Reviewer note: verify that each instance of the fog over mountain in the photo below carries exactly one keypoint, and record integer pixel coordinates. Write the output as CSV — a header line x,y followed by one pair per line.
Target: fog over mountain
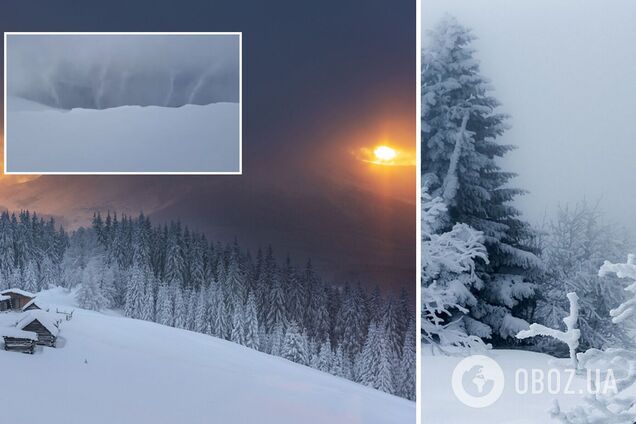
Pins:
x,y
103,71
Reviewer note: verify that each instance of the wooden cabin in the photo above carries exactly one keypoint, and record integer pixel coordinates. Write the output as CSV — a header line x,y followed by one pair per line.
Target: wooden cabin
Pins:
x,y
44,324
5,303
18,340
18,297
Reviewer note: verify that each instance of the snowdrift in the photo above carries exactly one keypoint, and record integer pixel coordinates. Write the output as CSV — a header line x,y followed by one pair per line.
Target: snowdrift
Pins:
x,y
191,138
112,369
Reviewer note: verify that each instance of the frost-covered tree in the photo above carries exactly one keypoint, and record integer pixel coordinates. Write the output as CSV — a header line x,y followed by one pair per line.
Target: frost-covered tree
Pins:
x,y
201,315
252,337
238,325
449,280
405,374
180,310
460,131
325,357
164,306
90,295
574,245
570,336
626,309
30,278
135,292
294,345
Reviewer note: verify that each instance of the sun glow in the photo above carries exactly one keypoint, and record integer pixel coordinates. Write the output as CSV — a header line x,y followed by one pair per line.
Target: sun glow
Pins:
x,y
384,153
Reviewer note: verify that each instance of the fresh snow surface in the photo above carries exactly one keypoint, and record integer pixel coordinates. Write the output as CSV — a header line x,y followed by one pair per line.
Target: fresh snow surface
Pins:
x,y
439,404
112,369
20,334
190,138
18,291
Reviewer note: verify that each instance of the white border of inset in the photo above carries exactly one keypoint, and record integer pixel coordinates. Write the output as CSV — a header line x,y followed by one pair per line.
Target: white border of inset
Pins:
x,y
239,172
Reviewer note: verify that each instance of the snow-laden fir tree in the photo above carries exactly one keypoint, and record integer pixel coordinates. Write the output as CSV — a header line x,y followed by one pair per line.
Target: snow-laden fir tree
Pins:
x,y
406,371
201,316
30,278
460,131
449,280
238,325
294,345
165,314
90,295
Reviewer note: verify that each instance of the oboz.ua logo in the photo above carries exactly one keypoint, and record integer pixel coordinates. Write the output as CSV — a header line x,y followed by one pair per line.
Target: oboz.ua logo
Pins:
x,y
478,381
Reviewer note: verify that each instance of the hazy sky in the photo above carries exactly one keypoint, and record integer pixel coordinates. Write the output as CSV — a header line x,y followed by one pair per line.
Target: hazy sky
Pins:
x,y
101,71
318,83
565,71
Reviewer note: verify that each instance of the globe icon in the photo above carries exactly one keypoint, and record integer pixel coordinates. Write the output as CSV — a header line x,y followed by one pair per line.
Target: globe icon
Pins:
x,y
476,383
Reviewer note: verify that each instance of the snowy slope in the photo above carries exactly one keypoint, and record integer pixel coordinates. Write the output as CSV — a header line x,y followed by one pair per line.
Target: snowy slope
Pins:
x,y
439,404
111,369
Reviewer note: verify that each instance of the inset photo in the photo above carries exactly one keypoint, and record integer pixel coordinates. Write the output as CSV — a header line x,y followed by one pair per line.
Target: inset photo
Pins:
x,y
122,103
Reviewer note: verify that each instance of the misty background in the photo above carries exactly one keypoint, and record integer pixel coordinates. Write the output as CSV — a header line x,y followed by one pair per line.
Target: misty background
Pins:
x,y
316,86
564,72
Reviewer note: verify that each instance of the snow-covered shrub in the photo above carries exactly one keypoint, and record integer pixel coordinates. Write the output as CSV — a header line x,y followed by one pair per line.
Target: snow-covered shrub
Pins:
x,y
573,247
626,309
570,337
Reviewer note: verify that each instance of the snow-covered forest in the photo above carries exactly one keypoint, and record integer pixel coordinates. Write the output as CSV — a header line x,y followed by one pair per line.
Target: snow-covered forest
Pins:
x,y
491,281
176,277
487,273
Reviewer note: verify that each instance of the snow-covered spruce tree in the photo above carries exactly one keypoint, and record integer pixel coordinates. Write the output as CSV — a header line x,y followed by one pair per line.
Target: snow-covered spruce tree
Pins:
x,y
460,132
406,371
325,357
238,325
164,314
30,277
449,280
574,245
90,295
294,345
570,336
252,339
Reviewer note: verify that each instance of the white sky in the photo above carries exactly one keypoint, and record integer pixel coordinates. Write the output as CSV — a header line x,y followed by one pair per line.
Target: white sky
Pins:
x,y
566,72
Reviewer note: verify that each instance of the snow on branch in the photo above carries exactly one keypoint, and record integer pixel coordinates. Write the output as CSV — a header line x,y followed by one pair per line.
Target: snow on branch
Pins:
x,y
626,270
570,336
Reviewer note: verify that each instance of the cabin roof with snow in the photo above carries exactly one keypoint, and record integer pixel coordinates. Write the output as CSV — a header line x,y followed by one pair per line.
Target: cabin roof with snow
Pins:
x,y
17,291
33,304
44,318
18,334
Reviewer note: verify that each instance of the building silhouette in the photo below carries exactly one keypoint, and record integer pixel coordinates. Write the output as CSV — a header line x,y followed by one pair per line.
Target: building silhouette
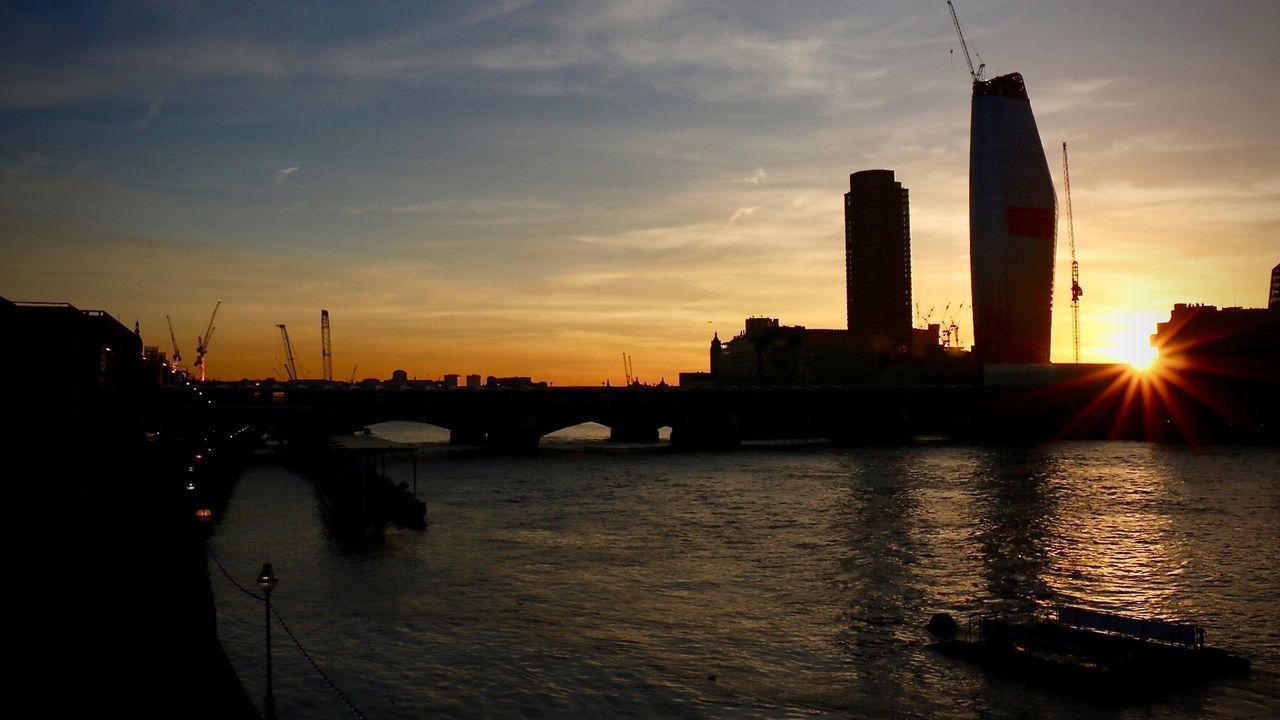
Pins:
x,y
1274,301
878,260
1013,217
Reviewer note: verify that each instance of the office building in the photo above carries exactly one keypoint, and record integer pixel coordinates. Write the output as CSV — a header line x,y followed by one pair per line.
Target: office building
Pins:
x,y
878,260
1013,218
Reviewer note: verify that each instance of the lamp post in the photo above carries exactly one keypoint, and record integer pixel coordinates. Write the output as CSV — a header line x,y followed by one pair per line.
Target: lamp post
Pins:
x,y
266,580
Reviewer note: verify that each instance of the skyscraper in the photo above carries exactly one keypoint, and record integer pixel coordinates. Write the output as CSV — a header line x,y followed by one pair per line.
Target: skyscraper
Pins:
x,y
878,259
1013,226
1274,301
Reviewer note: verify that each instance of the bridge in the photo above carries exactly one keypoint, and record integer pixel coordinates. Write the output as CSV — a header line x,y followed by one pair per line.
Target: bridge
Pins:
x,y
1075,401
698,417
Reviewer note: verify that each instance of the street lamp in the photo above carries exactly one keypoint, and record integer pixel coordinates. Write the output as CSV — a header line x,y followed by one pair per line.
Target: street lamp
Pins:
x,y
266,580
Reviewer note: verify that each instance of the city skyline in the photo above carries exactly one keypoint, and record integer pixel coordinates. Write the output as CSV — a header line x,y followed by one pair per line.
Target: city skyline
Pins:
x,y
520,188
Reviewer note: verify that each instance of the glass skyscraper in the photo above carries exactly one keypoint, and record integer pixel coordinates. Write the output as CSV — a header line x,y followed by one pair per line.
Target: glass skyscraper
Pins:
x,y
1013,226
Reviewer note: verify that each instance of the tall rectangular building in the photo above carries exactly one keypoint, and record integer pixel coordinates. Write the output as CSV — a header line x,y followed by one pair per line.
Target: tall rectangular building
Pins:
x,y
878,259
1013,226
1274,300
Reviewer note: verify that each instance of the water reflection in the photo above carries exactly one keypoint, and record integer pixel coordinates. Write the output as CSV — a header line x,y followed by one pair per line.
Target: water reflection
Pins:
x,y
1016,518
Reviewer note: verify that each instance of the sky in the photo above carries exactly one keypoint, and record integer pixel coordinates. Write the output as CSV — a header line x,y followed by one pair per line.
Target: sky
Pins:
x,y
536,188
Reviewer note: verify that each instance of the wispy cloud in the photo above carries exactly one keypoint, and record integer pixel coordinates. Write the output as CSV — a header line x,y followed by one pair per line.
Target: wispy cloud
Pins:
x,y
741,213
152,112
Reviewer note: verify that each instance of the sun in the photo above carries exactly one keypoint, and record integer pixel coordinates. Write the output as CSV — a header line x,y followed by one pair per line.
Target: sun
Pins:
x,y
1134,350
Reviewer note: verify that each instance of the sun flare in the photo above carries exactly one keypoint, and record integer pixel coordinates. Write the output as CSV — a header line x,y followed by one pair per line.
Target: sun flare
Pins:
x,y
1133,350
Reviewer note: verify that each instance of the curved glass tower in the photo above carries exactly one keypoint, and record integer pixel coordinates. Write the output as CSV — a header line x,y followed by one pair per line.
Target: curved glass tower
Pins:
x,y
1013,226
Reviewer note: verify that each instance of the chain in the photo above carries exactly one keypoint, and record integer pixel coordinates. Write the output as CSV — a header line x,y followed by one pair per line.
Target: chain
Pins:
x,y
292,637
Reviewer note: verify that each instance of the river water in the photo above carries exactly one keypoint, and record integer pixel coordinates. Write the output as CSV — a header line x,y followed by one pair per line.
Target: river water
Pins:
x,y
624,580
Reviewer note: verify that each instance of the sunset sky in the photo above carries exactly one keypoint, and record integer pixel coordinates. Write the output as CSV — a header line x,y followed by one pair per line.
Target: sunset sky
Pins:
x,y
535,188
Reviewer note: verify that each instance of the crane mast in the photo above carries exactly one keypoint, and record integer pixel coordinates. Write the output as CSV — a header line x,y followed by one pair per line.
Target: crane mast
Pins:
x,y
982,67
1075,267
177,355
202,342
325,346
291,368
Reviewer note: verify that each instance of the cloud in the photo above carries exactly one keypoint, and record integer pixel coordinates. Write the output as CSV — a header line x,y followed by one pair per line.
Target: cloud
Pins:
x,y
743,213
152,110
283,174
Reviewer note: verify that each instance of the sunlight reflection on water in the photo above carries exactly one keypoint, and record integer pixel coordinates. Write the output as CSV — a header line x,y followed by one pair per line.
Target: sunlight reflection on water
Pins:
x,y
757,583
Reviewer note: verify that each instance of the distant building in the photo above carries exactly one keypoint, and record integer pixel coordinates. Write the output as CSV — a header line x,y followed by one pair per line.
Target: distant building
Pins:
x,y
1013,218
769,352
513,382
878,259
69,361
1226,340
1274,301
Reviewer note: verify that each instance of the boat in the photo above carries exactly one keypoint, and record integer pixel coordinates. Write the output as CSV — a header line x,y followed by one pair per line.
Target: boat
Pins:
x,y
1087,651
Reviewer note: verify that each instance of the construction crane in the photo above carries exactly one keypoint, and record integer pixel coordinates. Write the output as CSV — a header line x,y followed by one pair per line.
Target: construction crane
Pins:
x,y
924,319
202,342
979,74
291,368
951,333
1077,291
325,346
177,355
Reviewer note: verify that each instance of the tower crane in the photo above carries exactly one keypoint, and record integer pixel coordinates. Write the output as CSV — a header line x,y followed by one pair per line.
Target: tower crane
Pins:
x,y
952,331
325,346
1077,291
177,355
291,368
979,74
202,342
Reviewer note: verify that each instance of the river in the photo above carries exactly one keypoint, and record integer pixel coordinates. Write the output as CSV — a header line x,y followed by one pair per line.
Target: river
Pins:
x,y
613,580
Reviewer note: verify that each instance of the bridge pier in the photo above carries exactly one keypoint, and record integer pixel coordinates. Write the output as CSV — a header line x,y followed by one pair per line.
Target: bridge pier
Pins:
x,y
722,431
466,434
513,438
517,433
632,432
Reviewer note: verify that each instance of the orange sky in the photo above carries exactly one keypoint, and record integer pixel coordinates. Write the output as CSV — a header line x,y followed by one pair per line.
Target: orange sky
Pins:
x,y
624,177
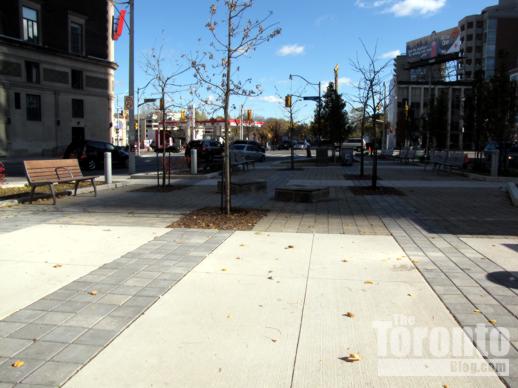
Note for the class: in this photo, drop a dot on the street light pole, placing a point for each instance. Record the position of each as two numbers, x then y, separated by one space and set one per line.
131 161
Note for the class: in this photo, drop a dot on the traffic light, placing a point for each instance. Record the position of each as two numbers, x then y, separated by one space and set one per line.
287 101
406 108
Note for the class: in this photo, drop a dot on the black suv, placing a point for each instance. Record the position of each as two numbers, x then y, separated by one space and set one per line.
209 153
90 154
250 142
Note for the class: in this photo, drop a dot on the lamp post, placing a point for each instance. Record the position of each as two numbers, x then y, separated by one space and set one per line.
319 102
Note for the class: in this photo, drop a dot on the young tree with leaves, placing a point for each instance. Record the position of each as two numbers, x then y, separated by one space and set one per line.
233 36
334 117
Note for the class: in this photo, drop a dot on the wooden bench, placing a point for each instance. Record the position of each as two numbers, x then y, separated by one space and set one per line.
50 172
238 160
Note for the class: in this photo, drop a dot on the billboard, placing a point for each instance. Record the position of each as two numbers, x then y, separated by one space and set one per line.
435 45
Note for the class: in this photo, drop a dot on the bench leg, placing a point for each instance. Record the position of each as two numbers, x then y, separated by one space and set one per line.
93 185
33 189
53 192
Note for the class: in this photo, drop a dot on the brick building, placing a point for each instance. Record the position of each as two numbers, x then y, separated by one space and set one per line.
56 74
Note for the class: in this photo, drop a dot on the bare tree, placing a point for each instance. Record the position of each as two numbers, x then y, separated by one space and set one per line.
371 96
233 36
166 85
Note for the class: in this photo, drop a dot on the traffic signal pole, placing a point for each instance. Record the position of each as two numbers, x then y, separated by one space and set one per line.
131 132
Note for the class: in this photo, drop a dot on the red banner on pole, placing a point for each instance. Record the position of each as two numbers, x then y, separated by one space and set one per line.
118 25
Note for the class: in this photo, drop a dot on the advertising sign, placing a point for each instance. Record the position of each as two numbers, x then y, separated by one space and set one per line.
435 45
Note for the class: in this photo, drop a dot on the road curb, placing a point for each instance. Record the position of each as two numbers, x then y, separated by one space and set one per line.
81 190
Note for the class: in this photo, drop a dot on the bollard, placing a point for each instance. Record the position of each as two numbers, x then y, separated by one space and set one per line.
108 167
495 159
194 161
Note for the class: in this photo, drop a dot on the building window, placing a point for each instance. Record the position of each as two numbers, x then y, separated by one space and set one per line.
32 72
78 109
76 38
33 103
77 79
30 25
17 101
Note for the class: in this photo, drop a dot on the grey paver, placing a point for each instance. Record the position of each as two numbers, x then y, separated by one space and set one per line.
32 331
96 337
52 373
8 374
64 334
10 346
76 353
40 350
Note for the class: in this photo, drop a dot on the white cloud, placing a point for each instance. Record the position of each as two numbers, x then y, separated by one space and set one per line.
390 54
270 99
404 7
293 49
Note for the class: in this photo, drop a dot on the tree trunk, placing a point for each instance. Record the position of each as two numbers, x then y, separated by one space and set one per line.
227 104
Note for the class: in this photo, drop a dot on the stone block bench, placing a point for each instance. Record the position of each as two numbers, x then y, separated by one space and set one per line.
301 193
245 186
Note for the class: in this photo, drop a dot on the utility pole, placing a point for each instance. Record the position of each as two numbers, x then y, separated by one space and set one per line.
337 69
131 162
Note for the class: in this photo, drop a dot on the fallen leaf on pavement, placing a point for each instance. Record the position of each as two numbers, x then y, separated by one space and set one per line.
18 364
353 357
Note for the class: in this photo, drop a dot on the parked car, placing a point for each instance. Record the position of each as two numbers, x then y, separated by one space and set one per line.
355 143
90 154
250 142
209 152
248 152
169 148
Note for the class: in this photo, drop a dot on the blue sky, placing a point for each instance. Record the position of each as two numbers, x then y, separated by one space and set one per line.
....
◆ **TASK DESCRIPTION**
Print exactly the lines above, starting at the line that contains "on the fallen" and ending with the last line of the records, both included.

◆ **SOLVED EXERCISE**
Note for the class: in this photo, drop a dot on the fallen leaf on pavement, placing a point for each instance. Record the position of each as two numbers, x then y, separated by one space and set one per line.
18 364
353 357
Note for the class: in this photo, drop a dot on the parked car, placing a point for each instance. Record the position of each as two numbers, x then y, separated by one space and set one per line.
355 143
90 154
250 142
209 152
248 152
169 148
Note for the class: in this photo, drop a dot on the blue sky, placing a point for each instance. Record the position of each as two numbers, x then y, separated by one space and set one per line.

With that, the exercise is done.